## Görev Talimatı
Aşağıdaki kayıtlarda "below" kelimesini içeren satırları belirleyip her birini kopyalar mısınız? Büyük-küçük harf ayrımı dikkate alınmalıdır.

## Veri Kesiti
■ ■ ■ ■ ■
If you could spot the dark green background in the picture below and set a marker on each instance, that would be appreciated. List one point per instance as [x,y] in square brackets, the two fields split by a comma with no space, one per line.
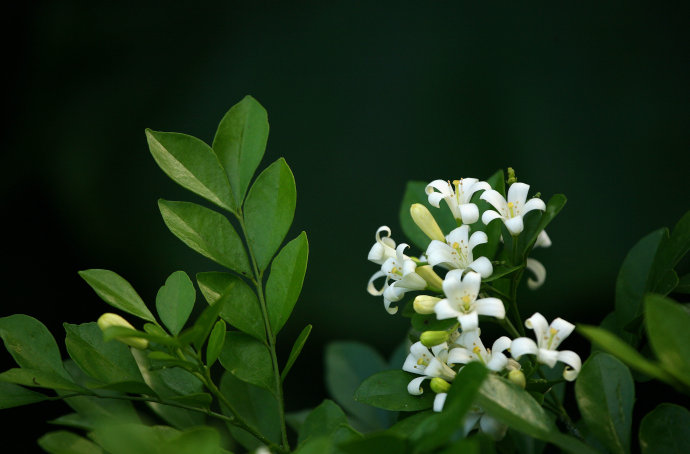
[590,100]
■ ■ ■ ■ ■
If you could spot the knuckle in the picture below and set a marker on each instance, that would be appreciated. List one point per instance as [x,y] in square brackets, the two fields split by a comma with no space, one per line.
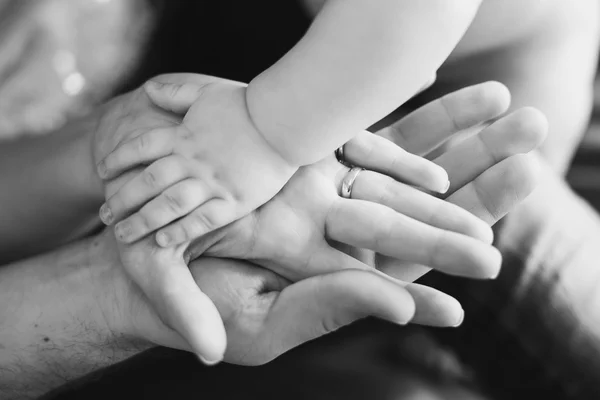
■ ■ ■ ■ ■
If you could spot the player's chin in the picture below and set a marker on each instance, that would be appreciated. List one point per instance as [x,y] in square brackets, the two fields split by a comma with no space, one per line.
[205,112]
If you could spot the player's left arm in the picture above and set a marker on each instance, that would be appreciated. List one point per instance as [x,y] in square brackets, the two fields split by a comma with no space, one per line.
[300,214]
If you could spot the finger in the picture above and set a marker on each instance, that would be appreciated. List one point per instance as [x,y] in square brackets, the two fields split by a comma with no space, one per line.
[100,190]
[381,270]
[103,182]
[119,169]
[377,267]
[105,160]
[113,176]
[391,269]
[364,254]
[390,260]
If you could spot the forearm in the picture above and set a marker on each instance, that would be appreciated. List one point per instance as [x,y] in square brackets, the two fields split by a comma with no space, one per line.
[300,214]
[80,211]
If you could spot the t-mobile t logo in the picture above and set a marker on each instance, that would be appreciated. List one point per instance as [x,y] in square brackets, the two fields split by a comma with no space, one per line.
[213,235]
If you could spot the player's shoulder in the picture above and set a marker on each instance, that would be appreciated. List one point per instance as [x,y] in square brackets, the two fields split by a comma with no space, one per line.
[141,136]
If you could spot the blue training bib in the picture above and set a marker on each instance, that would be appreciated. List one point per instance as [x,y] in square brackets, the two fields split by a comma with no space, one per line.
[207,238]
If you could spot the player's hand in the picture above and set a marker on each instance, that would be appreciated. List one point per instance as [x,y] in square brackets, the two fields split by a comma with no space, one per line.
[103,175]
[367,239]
■ ■ ■ ■ ■
## Alıştırma Çıktısı
If you could spot the dark green background in the picture below and set a marker on each instance, that would be appreciated. List one point per instance as [x,y] in square brackets, the two fields split by a comma with no space, one per line.
If you could spot the knuckle in the picture below and set a marker on each instance, that would be appreciated. List one point per instance as [x,y] in square brackets, the two fields split by a comma with no space, one per line.
If you could spot the player's chin in the picture below and set a marker on each instance, that would be appreciated. List one point per instance as [x,y] in square brackets, the two fields split by a comma with no space, one per line.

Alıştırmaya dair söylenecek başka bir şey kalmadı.